Records from a collection
------------------------

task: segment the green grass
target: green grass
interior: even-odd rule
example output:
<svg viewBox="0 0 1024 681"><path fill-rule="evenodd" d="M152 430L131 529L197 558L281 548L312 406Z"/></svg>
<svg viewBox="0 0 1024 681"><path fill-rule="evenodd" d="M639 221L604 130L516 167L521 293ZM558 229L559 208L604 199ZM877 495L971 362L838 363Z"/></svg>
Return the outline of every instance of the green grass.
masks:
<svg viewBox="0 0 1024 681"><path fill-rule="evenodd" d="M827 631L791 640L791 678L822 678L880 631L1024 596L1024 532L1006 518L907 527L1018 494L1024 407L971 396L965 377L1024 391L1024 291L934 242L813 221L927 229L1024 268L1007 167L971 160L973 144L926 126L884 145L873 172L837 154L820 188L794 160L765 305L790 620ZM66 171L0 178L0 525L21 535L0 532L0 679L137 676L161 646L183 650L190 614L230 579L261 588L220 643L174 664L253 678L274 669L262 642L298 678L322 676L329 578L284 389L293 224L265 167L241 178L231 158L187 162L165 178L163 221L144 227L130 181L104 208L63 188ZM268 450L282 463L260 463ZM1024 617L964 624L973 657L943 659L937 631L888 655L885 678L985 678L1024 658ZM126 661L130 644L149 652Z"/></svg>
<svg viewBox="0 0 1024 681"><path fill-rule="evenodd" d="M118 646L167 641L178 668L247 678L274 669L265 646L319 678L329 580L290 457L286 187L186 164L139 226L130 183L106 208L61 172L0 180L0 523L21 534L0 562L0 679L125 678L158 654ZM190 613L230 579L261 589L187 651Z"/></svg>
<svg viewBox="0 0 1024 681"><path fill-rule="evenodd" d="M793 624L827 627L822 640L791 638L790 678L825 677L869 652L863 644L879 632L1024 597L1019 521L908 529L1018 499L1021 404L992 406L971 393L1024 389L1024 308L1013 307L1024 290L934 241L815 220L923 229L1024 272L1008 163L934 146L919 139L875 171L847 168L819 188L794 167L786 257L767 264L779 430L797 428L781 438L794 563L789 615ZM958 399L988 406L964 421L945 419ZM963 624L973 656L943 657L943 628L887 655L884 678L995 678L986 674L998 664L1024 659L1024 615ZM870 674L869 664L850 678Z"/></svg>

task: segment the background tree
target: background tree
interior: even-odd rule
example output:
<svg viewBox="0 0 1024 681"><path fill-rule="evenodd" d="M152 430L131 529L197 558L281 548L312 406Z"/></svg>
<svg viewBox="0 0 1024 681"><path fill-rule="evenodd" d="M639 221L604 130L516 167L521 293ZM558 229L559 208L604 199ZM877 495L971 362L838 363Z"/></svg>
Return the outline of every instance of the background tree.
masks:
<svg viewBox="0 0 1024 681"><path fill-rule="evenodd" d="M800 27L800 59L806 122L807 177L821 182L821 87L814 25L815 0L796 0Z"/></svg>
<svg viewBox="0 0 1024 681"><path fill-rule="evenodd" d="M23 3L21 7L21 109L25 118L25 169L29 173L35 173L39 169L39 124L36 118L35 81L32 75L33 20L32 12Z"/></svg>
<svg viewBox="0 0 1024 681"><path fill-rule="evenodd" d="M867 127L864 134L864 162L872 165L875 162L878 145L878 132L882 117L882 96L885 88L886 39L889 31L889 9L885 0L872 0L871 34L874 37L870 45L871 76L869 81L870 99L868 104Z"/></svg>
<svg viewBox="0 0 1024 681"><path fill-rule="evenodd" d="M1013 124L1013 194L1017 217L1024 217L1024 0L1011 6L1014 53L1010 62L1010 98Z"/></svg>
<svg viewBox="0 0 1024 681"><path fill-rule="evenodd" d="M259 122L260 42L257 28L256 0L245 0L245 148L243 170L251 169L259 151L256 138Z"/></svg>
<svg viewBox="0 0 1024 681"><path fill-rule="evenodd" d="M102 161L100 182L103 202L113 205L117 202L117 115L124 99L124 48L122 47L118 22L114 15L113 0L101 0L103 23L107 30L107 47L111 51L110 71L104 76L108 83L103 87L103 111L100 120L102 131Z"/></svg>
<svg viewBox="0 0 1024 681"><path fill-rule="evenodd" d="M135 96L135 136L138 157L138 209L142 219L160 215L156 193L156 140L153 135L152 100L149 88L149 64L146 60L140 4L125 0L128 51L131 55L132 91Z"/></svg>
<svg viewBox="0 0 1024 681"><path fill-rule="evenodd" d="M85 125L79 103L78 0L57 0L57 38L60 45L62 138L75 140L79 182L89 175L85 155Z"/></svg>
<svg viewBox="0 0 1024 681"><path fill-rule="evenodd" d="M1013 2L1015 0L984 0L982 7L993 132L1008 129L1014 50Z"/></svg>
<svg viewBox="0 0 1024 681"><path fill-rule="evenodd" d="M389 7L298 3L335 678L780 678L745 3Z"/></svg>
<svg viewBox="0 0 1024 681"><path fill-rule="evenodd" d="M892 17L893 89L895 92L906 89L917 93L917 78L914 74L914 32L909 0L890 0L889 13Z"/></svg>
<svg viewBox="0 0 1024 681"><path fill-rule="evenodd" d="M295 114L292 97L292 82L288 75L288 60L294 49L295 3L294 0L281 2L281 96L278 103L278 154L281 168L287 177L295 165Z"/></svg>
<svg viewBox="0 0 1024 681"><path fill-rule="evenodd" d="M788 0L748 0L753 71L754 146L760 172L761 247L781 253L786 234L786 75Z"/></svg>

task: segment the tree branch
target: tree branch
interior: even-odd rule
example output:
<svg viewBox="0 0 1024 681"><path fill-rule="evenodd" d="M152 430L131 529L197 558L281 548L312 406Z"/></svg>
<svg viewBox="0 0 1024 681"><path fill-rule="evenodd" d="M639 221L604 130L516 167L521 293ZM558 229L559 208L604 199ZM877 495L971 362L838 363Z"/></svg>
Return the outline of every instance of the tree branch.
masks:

------------------------

> **Task instructions**
Look through the entries for lines containing the word "instance" and return each one.

> **Response box**
Return the outline of every instance of the green grass.
Return the outline of every instance of the background tree.
Return the outline of every instance of the tree branch.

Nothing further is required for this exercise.